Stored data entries

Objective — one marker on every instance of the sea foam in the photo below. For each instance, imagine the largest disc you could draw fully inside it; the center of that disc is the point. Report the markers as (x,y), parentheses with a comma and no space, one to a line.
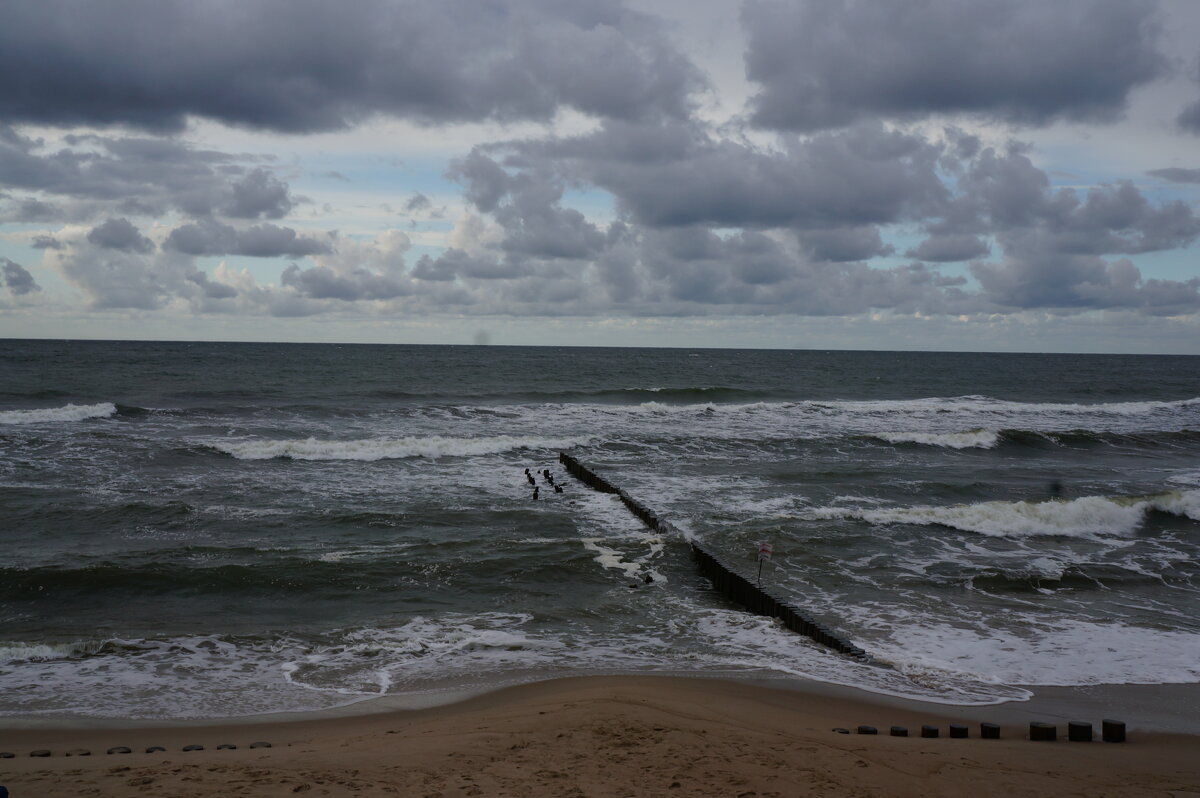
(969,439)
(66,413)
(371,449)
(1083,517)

**Your task**
Please rewrite all the rows with "sea foam" replaced by "breaking wave", keeping everything else the same and leaving out the pictures.

**The completed task**
Objective — one marker on every instance of the breaking wave in the photo below. For each instance, imagine the largest disc you could draw fully inside it; the center of that disc is the point. Report the markers as (x,y), parentheses with a comma and no space, one to a line.
(969,439)
(66,413)
(371,449)
(1083,517)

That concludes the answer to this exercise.